::: DOCUMENT SEGMENT :::

The last few weeks I've taken an introspective meander down Memory Lane. It's full of potholes. Some large enough to swallow a lime green, peace-and-love-symbols-covered VW bus.
Back in the time before dirt, when I graduated from what was then called Palm Beach Junior College [who came up with junior college???] and was applying to universities, I was accepted at the University of Alaska Fairbanks. I lived in south Florida (Palm Beach county!) at the time, but grew up in a Chicago suburb. I had a realistic sense of "winter."
My reaction to Alaska now that I've finally visited? If I had gone
there for school, I wouldn't have left the state willingly!
So why
didn't I go?
I couldn't afford the school on my own - out of state tuition is a killer. My father was an olde tyme chauvinist who didn't believe in girls going to college. He couldn't visualize me as anything but a secretary; considered bookkeeping beyond my abilities. His attitude had cost me a full scholarship to a small, liberal-arts college when I was a senior in high school.
I paid my way through PBJC. Folks contributed indirectly by letting me live at home rent free. (Not chore free: family laundry, grocery shopping, meal prep ... after all, my paying job was only about 20 hours a week.)
Well, not surprisingly, they refused to help me pay for university. Dreams of Fairbanks and the northern lights were displaced by the reality of attending a state school I could afford.
I went to Florida State. Five years, two degrees (BS, MS).
(Edit 10/4: look what I found - our department logo of awesome!)

::: MATERIAL PROVIDED :::

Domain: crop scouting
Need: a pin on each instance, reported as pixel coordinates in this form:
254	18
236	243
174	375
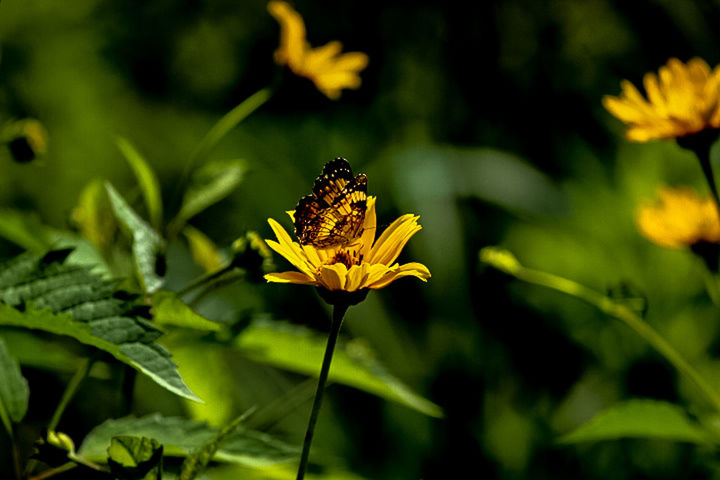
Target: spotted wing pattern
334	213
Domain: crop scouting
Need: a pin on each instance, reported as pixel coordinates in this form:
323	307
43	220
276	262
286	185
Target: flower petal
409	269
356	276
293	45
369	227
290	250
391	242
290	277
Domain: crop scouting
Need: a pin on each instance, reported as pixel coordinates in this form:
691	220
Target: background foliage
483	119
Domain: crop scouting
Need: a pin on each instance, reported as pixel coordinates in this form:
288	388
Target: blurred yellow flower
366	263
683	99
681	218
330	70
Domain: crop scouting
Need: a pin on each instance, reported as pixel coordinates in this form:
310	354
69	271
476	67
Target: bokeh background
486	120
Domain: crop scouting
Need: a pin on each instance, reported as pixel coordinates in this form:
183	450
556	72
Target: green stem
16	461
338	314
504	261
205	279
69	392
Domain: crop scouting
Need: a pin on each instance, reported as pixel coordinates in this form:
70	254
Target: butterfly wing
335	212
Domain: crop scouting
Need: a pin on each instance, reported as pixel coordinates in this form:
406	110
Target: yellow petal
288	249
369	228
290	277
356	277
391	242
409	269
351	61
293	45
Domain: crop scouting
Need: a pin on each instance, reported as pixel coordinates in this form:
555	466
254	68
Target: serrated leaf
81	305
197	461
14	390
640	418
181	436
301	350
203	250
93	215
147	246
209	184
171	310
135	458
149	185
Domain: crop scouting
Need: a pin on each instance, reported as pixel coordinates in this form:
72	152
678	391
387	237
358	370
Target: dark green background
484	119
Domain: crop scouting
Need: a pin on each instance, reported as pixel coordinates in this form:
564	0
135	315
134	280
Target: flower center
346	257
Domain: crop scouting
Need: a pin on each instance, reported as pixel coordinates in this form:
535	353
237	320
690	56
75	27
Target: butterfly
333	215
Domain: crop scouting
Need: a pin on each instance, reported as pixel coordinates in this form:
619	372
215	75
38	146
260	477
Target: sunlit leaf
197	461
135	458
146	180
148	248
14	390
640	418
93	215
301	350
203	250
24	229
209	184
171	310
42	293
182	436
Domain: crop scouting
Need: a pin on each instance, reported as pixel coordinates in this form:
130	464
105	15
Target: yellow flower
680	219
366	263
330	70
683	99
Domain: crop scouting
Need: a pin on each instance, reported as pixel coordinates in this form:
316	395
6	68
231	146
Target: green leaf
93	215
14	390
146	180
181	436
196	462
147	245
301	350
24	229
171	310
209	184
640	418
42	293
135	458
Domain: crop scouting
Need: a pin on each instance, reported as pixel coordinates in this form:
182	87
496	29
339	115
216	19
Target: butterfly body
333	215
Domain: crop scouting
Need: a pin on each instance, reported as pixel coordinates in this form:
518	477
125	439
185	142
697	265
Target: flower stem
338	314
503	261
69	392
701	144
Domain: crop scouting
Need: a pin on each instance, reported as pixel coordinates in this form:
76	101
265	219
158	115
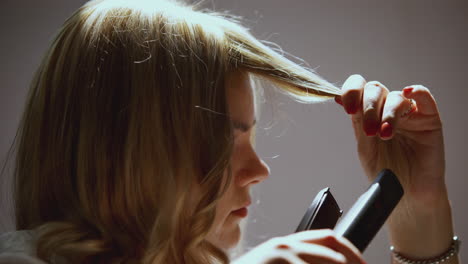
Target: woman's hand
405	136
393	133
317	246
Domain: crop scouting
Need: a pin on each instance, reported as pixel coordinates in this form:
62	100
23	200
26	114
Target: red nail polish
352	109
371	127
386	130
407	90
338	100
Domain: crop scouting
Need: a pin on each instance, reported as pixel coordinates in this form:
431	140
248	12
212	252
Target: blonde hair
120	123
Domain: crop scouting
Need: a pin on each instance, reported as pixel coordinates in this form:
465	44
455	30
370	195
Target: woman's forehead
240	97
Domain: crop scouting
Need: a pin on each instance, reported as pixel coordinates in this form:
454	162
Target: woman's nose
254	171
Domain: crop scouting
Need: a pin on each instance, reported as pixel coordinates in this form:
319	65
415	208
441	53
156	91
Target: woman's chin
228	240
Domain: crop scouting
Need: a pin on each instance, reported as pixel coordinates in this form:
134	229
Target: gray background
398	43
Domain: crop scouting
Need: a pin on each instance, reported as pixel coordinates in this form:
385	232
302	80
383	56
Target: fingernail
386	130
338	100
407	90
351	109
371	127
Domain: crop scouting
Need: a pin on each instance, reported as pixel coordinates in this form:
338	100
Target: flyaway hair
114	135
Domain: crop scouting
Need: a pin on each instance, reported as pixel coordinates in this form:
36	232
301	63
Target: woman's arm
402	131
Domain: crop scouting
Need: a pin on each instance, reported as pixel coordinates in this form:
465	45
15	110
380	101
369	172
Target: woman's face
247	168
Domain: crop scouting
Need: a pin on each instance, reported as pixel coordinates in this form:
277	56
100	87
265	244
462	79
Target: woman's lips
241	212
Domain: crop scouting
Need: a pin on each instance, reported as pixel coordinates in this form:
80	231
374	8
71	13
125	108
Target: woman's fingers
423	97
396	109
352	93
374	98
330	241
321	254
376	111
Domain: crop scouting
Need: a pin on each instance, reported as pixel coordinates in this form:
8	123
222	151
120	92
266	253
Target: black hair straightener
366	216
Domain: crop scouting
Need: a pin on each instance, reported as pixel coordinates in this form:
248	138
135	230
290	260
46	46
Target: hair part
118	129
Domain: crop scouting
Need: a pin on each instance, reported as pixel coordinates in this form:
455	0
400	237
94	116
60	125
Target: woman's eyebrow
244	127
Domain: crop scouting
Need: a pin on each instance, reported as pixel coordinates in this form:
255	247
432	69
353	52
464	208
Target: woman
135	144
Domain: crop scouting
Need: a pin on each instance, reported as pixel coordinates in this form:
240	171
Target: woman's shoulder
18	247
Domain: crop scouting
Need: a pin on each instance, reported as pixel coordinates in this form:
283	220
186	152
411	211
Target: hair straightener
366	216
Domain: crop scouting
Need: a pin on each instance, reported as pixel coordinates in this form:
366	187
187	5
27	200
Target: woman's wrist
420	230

:::

■ **WHAT TO DO**:
#1 From the records, pull out every line that contains the string "yellow".
#2 Extend the college memoir past its final line, writing what comes next.
The blog text and the records have nothing to do with each other.

■ **WRITTEN RESPONSES**:
#1
Target: blurred yellow flower
Target: yellow petal
Target: yellow flower

#2
There are seasonal weather changes in Tallahassee, which is in the northern part of Florida. (The seasons in south Florida are lots of tourists and not so many tourists.) It even snows in Tallahassee, on the order of "There's a snowflake! Look, over there is another one!" In the spring, though, the city is magnificent. Dogwoods, azaleas, daffodils, tulips, more, all bloom in a riot of color. For about a week. Then the summer temperatures hit and overnight all the flower petals are browning on the ground. (There's probably a metaphor in there somewhere; I'm not digging it out.)
We can never go back and see how our lives would have played out had we made different decisions. In the case of university, I knew at the time it was a major pivot point in my life.
I know how the Tallahassee choice turned out. Not bad, as it happens.
2 comments:
You didn't happen to know a Carter or Janet Holley in Tallahassee? Extra long arm of possibilities, but it never hurts to ask.
No, sorry Phyllis, the names aren't familiar. Were they students? I think there were around 25,000 students when I was there.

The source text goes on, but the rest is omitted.